*Problem requirements:* Write out the entire passage on The Royal Mint and Heritage Crafts precious metal bursaries below, without changing a word.

*Source extract:*
- - - - -
The Royal MintEarlier this year The Royal Mint and Heritage Crafts announced their partnership to award four bursaries to preserve and champion traditional craft skills related to precious metals.

Heritage Crafts and The Royal Mint received 80 applications from aspiring precious metal crafters, keen to learn from some of the greatest craftspeople across the United Kingdom. Following shortlisting and interviews, five successful recipients were selected, all of whom show huge potential but require additional support in order to progress their careers. The additional bursary was added at the discretion of The Royal Mint, following a very close and competitive application and interview process.

Later this year, The Royal Mint will open an additional bursary scheme for those looking to hone their skills precious metals and learn from some of the best in the industry.

The five successful applicants of the bursary scheme will benefit from up to £4,000 in funding each, as well as having the opportunity to spend time with The Royal Mint’s master craftspeople, including Gordon Summers, Chief Engraver, and Paul Morgan, The King’s Assay Master.

Precious metal bursary recipients 2023 Claire Mooney from Newry, Northern Ireland, and Caius Bearder from Glasgow will train in silver spinning with Sheffield-based Warren Martin. Silver spinning is the process of shaping a flat silver disk into a hollow item on a lathe, shaping it over a former known as a ‘spinning chuck’. It is a critically endangered craft on Heritage Crafts’ Red List of Endangered Crafts with fewer than 15 practitioners in the UK. Claire will use her new skills to offer one-off and production work to silversmiths across the UK and Ireland. Caius will use the skills he learns to help reduce the production costs of his beautiful engraved silver vessels which have until now been laboriously hand raised.
- - - - -
*Listed records:*
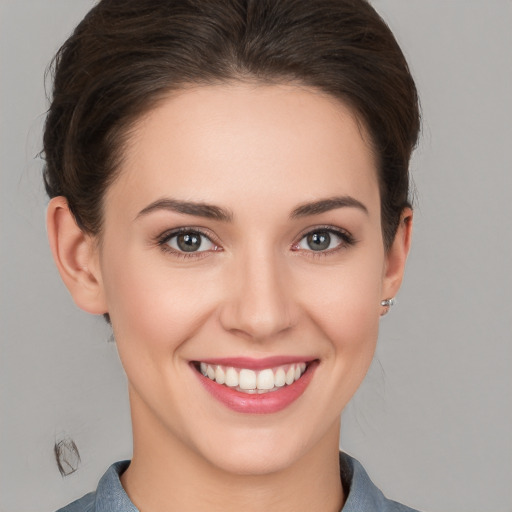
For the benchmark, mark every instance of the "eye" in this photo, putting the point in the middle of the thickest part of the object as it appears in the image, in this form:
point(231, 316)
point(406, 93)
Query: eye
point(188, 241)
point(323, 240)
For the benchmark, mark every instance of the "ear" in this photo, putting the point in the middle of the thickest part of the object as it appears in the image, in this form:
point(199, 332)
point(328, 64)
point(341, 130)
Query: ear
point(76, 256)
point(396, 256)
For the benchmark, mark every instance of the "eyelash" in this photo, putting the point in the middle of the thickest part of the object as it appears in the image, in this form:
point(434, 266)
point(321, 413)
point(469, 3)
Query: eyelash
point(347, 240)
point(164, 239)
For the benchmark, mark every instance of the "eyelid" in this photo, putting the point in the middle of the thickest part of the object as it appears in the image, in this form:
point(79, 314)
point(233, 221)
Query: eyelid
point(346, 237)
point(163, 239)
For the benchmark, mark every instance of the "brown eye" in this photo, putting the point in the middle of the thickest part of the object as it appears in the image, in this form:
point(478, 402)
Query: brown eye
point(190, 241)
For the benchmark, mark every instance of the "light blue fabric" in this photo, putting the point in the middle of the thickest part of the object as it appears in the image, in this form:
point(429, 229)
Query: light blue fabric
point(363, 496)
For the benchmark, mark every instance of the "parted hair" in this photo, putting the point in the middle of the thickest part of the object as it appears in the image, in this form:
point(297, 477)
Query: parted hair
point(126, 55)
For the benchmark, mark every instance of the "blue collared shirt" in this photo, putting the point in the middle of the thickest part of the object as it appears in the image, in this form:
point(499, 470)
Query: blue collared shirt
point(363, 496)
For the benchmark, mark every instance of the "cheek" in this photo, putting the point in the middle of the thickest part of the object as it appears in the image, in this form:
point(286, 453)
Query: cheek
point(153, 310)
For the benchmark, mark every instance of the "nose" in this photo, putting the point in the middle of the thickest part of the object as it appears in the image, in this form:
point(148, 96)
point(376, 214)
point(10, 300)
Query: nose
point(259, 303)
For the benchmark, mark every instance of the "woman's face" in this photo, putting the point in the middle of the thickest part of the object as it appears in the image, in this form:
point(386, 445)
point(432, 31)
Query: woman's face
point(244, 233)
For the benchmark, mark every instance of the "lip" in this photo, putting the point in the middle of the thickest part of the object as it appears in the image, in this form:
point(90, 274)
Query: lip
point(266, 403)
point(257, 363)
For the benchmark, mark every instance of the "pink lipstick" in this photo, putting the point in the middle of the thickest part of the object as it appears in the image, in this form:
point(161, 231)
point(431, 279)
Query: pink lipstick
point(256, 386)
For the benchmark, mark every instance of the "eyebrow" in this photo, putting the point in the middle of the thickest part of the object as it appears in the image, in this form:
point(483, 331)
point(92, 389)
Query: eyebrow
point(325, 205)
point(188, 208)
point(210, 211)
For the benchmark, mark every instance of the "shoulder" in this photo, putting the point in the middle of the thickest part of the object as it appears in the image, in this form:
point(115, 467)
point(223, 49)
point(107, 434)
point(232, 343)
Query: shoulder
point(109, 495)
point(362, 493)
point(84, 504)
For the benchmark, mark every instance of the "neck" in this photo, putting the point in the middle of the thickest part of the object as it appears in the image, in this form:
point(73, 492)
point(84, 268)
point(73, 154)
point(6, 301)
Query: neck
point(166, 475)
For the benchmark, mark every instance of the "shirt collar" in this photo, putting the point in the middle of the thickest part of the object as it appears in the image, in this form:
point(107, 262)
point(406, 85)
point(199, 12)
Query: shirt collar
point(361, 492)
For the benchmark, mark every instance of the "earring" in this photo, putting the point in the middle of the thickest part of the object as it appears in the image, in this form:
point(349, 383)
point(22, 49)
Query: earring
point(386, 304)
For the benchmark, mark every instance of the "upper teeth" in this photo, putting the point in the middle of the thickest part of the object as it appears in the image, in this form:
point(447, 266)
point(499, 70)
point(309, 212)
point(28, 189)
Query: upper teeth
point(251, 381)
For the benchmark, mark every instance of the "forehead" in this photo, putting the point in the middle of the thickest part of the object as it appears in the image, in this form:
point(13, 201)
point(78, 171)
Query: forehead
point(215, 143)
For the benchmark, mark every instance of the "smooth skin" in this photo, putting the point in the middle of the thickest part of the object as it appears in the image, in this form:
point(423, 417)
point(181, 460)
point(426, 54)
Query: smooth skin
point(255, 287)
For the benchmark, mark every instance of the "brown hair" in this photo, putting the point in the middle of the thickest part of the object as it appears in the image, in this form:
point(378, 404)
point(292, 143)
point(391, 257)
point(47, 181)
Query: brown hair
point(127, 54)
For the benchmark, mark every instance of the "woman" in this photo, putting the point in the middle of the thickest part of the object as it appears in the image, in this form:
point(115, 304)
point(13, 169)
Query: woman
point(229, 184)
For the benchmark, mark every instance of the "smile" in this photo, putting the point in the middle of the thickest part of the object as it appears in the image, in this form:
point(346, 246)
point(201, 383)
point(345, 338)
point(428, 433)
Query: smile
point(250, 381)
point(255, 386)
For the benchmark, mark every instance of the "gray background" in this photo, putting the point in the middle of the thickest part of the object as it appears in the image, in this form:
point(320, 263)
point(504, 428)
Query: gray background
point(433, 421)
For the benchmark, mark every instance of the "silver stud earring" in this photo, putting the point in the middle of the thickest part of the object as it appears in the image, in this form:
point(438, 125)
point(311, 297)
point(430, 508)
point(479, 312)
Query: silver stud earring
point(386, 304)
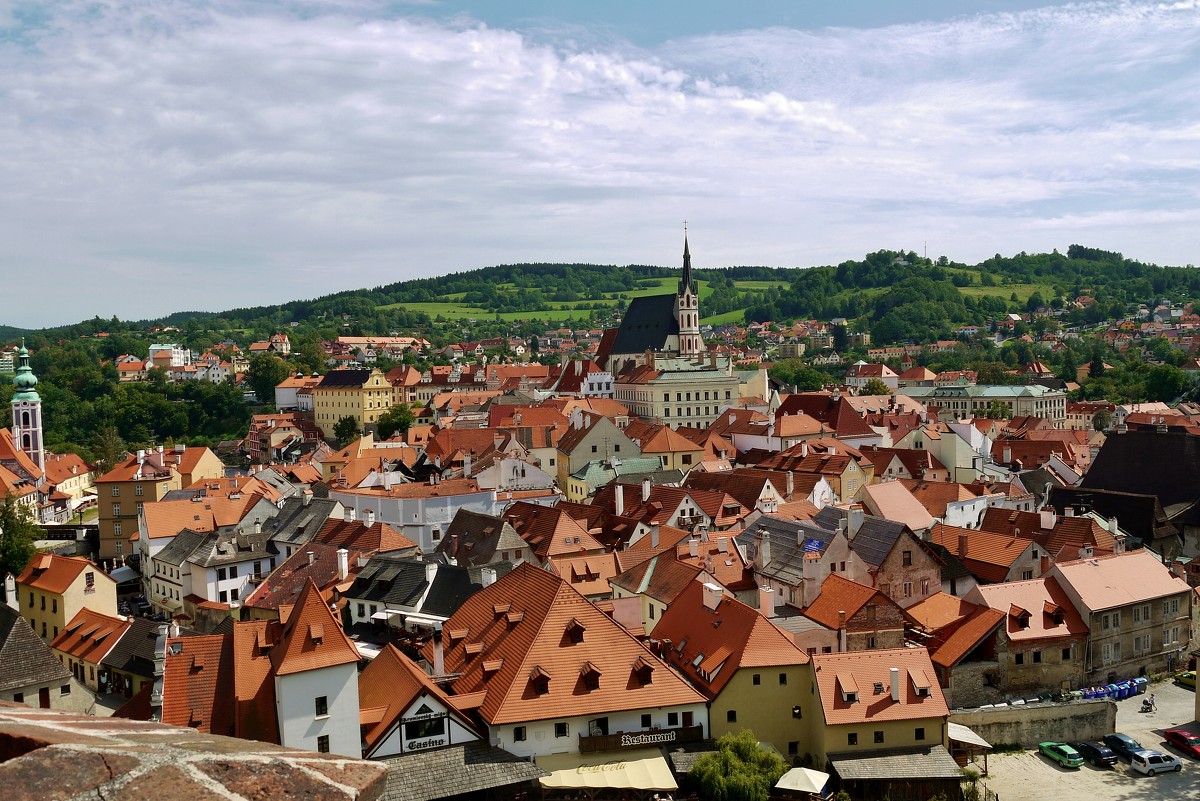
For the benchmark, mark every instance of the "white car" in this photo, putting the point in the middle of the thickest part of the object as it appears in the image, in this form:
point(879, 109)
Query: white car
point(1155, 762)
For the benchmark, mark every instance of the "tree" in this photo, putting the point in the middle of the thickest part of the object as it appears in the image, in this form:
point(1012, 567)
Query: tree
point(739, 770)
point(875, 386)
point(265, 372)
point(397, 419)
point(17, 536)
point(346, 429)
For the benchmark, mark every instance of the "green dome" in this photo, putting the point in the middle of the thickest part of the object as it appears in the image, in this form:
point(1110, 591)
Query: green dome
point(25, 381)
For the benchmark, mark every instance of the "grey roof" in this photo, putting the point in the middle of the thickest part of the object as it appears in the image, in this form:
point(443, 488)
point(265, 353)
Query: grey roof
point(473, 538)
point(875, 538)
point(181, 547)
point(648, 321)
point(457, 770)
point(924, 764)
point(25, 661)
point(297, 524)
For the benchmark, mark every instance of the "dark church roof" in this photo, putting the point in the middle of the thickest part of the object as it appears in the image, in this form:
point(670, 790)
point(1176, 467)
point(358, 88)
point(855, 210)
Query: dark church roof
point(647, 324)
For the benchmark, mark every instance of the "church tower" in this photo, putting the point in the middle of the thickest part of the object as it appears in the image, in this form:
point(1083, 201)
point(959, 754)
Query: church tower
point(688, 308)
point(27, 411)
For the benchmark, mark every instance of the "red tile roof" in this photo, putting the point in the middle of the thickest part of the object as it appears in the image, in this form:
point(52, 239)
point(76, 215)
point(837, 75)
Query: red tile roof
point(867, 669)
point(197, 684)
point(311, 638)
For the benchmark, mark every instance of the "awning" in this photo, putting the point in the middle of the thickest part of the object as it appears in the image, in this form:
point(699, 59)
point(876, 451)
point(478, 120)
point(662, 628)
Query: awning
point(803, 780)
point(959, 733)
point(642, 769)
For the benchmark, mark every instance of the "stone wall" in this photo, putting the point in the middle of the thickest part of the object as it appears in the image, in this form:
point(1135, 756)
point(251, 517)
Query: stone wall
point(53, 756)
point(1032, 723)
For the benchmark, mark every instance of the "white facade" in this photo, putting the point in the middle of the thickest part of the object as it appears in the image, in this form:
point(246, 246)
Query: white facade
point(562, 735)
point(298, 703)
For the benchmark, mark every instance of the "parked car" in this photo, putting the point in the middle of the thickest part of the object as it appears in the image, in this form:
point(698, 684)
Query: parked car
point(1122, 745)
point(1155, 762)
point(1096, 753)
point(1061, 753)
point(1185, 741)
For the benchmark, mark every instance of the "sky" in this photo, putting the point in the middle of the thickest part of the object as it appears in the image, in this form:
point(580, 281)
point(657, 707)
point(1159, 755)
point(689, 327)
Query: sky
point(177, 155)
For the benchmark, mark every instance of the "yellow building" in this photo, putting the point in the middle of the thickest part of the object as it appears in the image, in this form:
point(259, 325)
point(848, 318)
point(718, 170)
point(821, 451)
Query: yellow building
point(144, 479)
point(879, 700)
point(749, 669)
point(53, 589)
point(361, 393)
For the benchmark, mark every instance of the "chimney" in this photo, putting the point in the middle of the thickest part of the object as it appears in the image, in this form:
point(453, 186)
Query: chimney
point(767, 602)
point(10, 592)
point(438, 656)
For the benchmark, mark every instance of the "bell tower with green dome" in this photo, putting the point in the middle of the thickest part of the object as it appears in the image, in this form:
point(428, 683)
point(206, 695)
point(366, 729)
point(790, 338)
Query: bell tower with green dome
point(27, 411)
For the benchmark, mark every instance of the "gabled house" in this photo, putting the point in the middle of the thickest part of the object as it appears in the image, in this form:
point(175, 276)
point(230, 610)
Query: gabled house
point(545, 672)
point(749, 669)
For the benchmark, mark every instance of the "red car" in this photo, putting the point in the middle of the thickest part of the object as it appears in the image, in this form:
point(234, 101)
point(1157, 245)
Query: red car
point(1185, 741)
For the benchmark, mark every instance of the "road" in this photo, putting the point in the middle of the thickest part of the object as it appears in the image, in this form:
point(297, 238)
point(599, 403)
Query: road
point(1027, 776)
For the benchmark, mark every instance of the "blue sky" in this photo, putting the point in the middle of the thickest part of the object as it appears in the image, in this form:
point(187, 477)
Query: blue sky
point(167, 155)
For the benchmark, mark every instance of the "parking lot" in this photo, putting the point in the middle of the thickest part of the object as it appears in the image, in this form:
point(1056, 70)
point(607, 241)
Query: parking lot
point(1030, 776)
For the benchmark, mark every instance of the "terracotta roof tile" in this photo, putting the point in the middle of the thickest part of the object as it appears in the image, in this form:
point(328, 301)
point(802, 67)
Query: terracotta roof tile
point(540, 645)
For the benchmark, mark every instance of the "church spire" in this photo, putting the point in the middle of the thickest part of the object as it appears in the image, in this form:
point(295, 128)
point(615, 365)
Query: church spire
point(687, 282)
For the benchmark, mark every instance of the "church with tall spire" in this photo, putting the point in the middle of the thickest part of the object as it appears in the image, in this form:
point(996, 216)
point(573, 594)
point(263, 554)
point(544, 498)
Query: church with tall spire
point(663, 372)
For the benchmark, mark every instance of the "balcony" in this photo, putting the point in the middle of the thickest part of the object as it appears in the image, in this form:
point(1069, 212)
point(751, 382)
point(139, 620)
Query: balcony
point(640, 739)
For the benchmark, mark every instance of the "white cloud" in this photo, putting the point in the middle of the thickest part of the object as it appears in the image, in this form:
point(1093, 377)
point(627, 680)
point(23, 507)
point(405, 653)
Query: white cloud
- - - - -
*Response for this exercise:*
The Royal MintEarlier this year The Royal Mint and Heritage Crafts announced their partnership to award four bursaries to preserve and champion traditional craft skills related to precious metals.

Heritage Crafts and The Royal Mint received 80 applications from aspiring precious metal crafters, keen to learn from some of the greatest craftspeople across the United Kingdom. Following shortlisting and interviews, five successful recipients were selected, all of whom show huge potential but require additional support in order to progress their careers. The additional bursary was added at the discretion of The Royal Mint, following a very close and competitive application and interview process.

Later this year, The Royal Mint will open an additional bursary scheme for those looking to hone their skills precious metals and learn from some of the best in the industry.

The five successful applicants of the bursary scheme will benefit from up to £4,000 in funding each, as well as having the opportunity to spend time with The Royal Mint’s master craftspeople, including Gordon Summers, Chief Engraver, and Paul Morgan, The King’s Assay Master.

Precious metal bursary recipients 2023 Claire Mooney from Newry, Northern Ireland, and Caius Bearder from Glasgow will train in silver spinning with Sheffield-based Warren Martin. Silver spinning is the process of shaping a flat silver disk into a hollow item on a lathe, shaping it over a former known as a ‘spinning chuck’. It is a critically endangered craft on Heritage Crafts’ Red List of Endangered Crafts with fewer than 15 practitioners in the UK. Claire will use her new skills to offer one-off and production work to silversmiths across the UK and Ireland. Caius will use the skills he learns to help reduce the production costs of his beautiful engraved silver vessels which have until now been laboriously hand raised.